__WHAT IS BEING ASKED__:
Rescale the data below: write out every line again, the instruction text as well as the answers, multiplying each point coordinate in the answers by 1.5 and rounding to whole numbers, with halves rounded up. Leave the pictures out of your answer and keep all other text unchanged.

__SUPPLIED DATA__:

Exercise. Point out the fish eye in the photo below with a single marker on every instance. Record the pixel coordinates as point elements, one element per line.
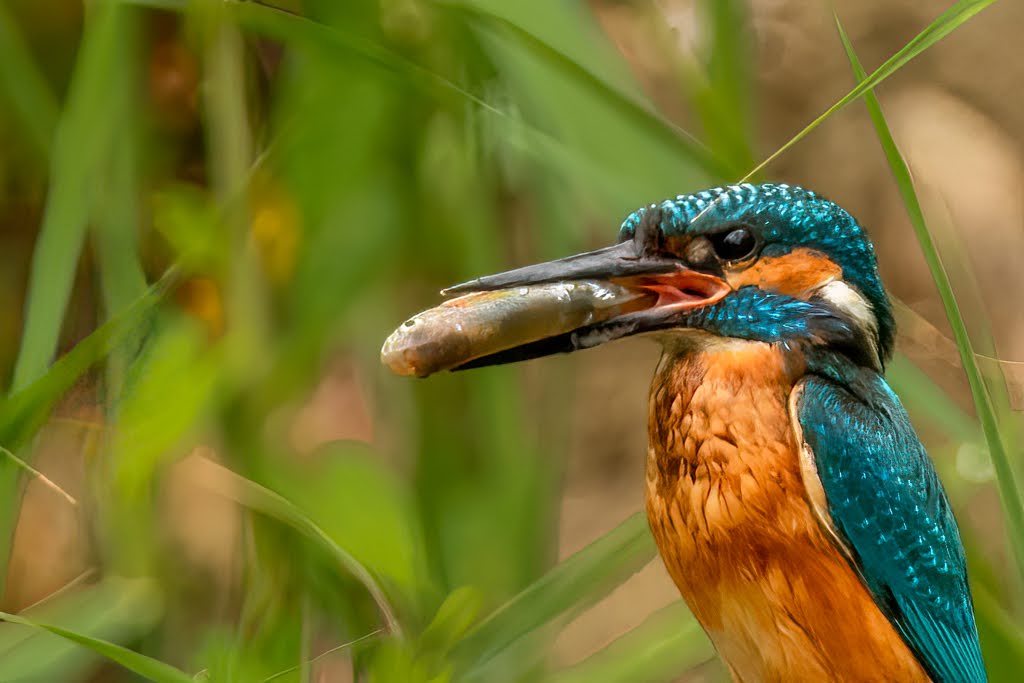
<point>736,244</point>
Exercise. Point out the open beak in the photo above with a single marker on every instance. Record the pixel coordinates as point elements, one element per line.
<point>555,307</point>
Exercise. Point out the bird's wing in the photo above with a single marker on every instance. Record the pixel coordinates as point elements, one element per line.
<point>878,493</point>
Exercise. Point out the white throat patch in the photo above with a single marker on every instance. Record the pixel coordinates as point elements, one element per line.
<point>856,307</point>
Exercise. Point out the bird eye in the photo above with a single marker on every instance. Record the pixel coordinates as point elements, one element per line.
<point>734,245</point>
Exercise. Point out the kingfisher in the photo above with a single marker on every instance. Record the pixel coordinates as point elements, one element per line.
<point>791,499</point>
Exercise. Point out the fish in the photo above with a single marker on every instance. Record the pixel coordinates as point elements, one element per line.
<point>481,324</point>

__WORKED SOLUTION__:
Exercise. Point out the fish eye in the photo below with a single marker on every instance. Record the pixel coordinates as point elements, one element per line.
<point>1104,366</point>
Exercise. Point out the open beak in the photo above with a single marker on every instance. Record the pixel coordinates as point elements, one element per line.
<point>833,461</point>
Exercise. Point out the bird's wing in the photo above with a single marker on every instance. Record the pixel coordinates as point elements, one element per line.
<point>1317,740</point>
Exercise. Point out the white throat patch in the photo above with a single marker on every instance. Record the pixel coordinates as point elements, one element per line.
<point>1284,461</point>
Exercise. Point out the bird eye in the photo above with a single marker on every instance. Record the pixel coordinates as point elements, one element per line.
<point>1101,368</point>
Exercise. Point out the kingfisher in the photo above with a single marker on every instance. Record the pixel coordinates as point elements, one element per line.
<point>1187,749</point>
Exercise. Point out the fish in the photo above with a single marker on every instance. Record the pixel coordinates as point elements, one element per line.
<point>722,486</point>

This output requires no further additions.